Raw data =

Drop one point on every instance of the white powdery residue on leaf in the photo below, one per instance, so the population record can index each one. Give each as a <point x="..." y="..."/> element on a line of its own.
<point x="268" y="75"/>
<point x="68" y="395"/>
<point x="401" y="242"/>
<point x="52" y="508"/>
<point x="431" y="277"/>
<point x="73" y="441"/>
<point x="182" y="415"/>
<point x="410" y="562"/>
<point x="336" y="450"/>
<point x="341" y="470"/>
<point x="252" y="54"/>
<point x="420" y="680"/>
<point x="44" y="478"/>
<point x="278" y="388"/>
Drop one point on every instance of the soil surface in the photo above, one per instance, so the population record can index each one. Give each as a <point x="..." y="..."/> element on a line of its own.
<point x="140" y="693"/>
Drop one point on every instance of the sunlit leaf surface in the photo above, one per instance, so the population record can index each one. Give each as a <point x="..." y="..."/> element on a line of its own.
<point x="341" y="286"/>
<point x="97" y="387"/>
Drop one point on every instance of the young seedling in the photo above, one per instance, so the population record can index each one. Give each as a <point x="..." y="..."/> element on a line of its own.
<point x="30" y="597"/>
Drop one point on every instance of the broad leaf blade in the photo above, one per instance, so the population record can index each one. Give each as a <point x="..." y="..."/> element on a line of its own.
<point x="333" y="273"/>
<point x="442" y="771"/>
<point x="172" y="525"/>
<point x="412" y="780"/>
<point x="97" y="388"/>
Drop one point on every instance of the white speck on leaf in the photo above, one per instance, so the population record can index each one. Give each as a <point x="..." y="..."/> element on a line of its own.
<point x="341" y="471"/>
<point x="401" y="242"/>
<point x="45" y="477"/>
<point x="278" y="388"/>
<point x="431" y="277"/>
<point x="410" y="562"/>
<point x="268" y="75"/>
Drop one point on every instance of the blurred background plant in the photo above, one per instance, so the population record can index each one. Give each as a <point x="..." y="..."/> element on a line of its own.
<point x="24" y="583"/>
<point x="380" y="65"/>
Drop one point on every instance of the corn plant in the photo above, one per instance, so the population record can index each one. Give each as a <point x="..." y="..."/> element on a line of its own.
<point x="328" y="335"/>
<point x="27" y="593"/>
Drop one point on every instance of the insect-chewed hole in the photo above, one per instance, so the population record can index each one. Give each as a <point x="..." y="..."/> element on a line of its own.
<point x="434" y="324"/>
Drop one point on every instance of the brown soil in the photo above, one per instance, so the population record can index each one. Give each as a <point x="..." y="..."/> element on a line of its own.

Task objective =
Every line from the one containing "Drop one point on every instance of the white speck" through the last line of the entries above must be output exactly. Leave the rest out.

Result for this task =
Drop one point on every instance of the white speck on leaf in the photo above, one per instance, so the population record can index each one. Give each as a <point x="..." y="..."/> element on a line of its own.
<point x="341" y="471"/>
<point x="401" y="242"/>
<point x="45" y="477"/>
<point x="278" y="388"/>
<point x="431" y="277"/>
<point x="410" y="562"/>
<point x="268" y="75"/>
Drop one point on every instance of the blurred background plant in the photo above, one per instance, so the population record can index each one. Give each as a <point x="..." y="..."/> element on a line of its own.
<point x="24" y="583"/>
<point x="380" y="65"/>
Drop one point on every instance of the corn plant in the photo above, one per instance, so the population record can index each one. Give each as a <point x="..." y="..."/> element on a line of its own.
<point x="328" y="335"/>
<point x="27" y="593"/>
Drop one point on every instance of the insect-chewed hole in the photo above, one per instance, so the population record can index each one. Give each as a <point x="..." y="..."/> element on a line of its own.
<point x="434" y="324"/>
Drop one point on every instance of the brown soil in the photo above, one per instance, so the population record can index each one. Give each as a <point x="..." y="..."/> element on a line of its own.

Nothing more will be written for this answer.